# THE RECORDS
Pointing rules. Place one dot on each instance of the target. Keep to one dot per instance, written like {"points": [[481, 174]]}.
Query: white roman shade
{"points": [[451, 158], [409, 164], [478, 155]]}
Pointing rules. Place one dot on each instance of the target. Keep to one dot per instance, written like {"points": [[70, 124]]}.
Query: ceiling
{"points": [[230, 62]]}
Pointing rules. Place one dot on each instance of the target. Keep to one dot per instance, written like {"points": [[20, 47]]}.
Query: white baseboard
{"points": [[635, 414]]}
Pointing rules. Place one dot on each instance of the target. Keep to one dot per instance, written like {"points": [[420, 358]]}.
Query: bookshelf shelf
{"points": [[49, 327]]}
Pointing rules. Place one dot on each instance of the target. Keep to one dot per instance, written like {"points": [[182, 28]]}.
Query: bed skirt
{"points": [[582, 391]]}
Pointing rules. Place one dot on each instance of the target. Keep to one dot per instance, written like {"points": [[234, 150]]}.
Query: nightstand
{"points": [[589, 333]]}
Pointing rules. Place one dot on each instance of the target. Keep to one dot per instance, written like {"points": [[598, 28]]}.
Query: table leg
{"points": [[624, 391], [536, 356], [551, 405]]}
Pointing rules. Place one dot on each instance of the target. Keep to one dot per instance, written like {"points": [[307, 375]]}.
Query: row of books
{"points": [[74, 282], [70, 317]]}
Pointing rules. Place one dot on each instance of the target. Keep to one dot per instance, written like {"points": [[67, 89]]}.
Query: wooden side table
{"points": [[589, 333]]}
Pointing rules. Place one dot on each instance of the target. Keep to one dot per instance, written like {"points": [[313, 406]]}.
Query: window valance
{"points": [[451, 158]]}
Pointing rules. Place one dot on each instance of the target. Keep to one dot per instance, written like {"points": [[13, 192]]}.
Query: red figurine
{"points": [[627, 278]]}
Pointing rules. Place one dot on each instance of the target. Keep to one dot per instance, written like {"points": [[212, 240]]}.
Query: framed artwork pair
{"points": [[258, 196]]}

==

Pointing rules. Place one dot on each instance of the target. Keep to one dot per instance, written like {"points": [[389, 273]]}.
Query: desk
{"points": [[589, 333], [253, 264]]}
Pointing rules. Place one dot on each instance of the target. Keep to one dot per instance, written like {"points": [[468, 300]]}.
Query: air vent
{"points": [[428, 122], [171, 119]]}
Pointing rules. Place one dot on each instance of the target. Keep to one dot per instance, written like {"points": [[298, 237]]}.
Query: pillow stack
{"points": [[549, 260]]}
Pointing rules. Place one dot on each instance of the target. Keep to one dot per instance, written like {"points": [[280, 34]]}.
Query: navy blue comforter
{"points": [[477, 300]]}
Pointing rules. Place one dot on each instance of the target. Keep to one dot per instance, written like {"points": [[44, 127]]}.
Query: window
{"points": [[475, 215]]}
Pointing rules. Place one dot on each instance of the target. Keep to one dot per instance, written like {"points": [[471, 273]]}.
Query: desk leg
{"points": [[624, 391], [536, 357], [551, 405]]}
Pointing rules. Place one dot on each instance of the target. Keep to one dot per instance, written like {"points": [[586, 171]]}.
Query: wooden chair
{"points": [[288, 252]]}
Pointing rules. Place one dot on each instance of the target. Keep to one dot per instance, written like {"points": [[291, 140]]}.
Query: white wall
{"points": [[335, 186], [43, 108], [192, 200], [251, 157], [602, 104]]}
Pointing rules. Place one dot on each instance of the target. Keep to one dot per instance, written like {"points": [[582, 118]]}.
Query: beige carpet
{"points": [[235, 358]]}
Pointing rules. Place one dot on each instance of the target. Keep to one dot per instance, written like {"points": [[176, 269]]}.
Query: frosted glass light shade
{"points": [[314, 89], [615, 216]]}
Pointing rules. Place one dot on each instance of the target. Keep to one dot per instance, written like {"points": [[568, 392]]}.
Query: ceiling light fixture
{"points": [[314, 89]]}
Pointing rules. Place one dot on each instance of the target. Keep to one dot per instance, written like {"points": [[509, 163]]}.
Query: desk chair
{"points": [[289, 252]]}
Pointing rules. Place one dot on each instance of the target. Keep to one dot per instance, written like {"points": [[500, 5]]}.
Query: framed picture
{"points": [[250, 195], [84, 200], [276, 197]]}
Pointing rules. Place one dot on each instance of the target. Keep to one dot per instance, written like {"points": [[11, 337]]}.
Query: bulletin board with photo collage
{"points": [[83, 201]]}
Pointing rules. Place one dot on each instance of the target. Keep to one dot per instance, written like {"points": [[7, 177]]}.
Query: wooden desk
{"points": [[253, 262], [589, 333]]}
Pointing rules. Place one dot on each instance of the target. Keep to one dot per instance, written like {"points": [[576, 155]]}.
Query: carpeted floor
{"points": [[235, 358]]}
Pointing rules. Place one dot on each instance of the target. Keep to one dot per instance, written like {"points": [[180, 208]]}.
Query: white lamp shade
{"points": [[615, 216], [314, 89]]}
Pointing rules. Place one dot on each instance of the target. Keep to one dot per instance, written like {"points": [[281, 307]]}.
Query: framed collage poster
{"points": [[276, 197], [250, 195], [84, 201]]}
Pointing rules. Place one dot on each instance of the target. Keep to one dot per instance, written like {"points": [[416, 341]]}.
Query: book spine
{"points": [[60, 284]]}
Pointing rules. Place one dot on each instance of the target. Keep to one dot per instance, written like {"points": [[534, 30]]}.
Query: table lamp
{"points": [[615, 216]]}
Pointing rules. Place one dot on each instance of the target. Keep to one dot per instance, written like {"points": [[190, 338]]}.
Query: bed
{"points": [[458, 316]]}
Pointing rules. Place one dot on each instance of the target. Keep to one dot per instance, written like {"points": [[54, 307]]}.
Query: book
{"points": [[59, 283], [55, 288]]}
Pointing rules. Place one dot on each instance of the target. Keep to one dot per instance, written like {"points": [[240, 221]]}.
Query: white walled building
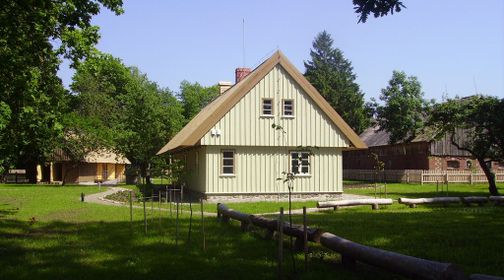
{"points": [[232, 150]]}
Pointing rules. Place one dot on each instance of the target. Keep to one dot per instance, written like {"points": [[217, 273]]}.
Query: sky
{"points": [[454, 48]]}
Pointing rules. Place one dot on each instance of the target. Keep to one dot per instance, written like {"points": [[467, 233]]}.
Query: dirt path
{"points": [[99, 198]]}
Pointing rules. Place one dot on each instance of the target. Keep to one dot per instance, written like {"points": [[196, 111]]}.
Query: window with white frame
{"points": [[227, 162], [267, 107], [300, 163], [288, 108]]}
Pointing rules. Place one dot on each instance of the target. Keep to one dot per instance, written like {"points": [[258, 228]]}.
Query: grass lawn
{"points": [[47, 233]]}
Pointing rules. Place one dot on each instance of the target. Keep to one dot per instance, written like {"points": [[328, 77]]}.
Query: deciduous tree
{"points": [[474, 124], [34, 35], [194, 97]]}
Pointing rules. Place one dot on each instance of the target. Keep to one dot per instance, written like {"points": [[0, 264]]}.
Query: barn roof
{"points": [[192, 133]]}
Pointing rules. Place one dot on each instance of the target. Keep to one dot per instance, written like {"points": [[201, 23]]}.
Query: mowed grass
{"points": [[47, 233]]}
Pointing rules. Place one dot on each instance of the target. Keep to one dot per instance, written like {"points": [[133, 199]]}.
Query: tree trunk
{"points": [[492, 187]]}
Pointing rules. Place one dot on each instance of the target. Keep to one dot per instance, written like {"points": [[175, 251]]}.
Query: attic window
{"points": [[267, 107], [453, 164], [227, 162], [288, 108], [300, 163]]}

# INSTRUCTIONS FOR THE TASK
Find every line in the items above that contains the word "framed" and copy each of those lines.

# REPLY TO THE TASK
Query: framed artwork pair
Query: framed picture
Query: framed collage poster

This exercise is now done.